:: MATERIAL SUPPLIED ::
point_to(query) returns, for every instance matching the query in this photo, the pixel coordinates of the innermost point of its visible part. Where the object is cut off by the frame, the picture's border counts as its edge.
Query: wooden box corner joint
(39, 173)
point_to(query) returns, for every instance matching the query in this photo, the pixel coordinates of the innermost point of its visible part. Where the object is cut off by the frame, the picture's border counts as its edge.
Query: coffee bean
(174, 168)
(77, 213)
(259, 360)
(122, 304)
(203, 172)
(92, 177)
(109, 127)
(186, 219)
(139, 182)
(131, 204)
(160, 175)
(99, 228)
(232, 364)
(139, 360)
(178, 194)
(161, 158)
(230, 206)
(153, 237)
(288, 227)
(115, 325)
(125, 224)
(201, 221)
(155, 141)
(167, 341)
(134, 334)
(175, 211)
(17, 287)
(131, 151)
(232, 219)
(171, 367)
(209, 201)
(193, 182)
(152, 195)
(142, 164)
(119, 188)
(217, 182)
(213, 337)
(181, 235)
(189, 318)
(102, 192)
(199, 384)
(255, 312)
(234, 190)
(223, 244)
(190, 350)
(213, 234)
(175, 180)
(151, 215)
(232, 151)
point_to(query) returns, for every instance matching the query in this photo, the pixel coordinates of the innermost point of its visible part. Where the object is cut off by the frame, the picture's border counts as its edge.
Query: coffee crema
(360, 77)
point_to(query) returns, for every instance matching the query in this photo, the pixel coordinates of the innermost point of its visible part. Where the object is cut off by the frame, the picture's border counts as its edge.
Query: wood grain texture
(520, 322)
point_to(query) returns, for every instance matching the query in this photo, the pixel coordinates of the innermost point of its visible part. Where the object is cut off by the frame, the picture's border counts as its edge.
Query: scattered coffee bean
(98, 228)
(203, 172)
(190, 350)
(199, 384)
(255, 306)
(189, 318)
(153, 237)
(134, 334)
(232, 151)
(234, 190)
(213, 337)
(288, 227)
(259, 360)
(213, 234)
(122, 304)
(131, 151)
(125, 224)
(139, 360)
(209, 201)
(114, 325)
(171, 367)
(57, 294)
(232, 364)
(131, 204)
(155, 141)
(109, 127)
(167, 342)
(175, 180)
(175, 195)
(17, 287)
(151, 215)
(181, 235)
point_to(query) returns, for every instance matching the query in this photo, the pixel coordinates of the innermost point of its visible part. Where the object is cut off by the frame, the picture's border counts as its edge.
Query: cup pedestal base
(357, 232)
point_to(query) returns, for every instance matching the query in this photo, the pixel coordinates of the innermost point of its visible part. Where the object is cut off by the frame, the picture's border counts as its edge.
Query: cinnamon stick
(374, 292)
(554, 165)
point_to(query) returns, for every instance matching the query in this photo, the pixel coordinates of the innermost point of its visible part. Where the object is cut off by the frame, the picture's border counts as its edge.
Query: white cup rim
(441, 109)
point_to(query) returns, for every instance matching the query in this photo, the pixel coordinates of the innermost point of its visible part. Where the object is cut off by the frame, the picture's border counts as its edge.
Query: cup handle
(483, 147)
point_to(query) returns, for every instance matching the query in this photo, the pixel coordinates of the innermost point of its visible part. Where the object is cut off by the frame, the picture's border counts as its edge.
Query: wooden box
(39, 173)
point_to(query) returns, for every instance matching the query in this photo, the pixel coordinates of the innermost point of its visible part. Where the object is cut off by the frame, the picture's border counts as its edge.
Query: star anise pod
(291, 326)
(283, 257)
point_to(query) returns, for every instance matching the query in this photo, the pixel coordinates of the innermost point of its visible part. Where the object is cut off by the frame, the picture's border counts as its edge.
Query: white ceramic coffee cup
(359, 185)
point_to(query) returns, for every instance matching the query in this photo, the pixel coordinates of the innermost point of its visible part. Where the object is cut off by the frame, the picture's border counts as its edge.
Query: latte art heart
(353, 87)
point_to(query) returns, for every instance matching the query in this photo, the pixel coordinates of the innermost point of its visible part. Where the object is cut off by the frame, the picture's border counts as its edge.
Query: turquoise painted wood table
:::
*DIRECTION*
Please restate the data word for word, every record included.

*ANSWER FOR THE TASK*
point_to(query) returns, for every instance matching the query in this photo, the pixel coordinates of the innermost point of its visible part. Where the object is cut off by the frame, the picture's border counts as its edge.
Query: wooden box corner joint
(39, 173)
point_to(query) returns, for every instance matching the query in this photo, the pixel coordinates of the innermost point of its visible part. Where the object is cut off by the frame, the picture's border counts as its edge.
Query: coffee bean
(174, 168)
(77, 213)
(259, 360)
(122, 304)
(203, 172)
(92, 177)
(109, 127)
(186, 219)
(139, 182)
(131, 204)
(160, 175)
(99, 228)
(232, 364)
(139, 360)
(178, 194)
(161, 158)
(230, 206)
(153, 237)
(288, 227)
(115, 325)
(125, 224)
(201, 221)
(155, 141)
(167, 341)
(134, 334)
(175, 211)
(17, 287)
(131, 151)
(232, 219)
(171, 367)
(209, 201)
(193, 182)
(152, 195)
(142, 164)
(119, 188)
(217, 182)
(213, 337)
(181, 235)
(189, 318)
(102, 192)
(199, 384)
(255, 312)
(234, 190)
(223, 244)
(190, 350)
(213, 234)
(175, 180)
(151, 215)
(232, 151)
point_to(query) returns, for every instance matching the query in this photo, the pixel coordinates of the innermost point of its visible part. Where the object is cut off by the frame, the picture's border counts as its edge.
Query: coffee crema
(360, 77)
point_to(query) returns, for every instance matching the query in this photo, the pixel coordinates of the innermost point of its visible part. Where the object is cut off by the frame, the picture's border counts as its edge.
Query: wood grain texture
(520, 322)
point_to(query) returns, for every instance matching the query in this photo, the pixel coordinates of the innermost point of its visible part. Where the object is cut off by the frame, the picture's border counts as its edge.
Query: scattered coffee bean
(98, 228)
(203, 172)
(190, 350)
(199, 384)
(255, 306)
(189, 318)
(153, 237)
(134, 334)
(232, 151)
(234, 190)
(213, 337)
(288, 227)
(259, 360)
(213, 234)
(122, 304)
(131, 151)
(125, 224)
(139, 360)
(209, 201)
(114, 325)
(171, 367)
(57, 294)
(232, 364)
(131, 204)
(155, 141)
(109, 127)
(167, 342)
(175, 180)
(175, 195)
(17, 287)
(151, 215)
(181, 235)
point_to(query) returns, for every instance matching the query in this photo, the pixel coordinates of the innermost point of its visible part. Where the object is cut off by the frame, the picture's border counts as its edge.
Query: cup pedestal base
(357, 232)
point_to(query) returns, for every instance matching the query in this photo, the pixel coordinates of the innermost point of its visible part. Where the object is cut off by the frame, the picture's border counts as its edge.
Query: cinnamon stick
(374, 292)
(554, 165)
point_to(query) returns, for every instance matching the query in this photo, the pixel coordinates of the innermost point of its visible part. Where the object is cut off by the frame, the picture's border counts as its edge.
Query: white cup rim
(441, 109)
point_to(query) returns, for every instance matching the query in this photo, the pixel coordinates of the innermost point of its visible part. Where the object is cut off by the frame, the picture's border counts as its edge.
Query: cup handle
(483, 147)
point_to(query) returns, for every instance matching the query in this photo, the pixel coordinates of the innermost point of its visible part. Where the object is cut off by the frame, the picture's border counts as its edge.
Query: wooden box
(39, 173)
point_to(query) returns, for every instance matching the query in this photo, the pixel coordinates of the innermost point of its visible part. Where the object is cut off by the frame, the picture's border counts as its edge.
Query: star anise pod
(291, 326)
(283, 257)
point_to(query) returns, for every instance matching the query in this photo, the pixel coordinates of the innermost point of its visible part. Where the object is cut off by the frame, the picture's border counts as its edge.
Query: white ceramic coffee cup
(359, 185)
point_to(query) returns, for every instance matching the query in this photo, the pixel coordinates of the innermost point of its visible part. Where the object is cut off by the frame, the picture's border counts as its edge.
Query: latte art heart
(353, 87)
point_to(query) returns, for every instance matching the query in this photo, the pixel coordinates of the innermost point of its visible part. Where the object is cut off by the frame, the picture's border counts as its edge.
Query: turquoise painted wood table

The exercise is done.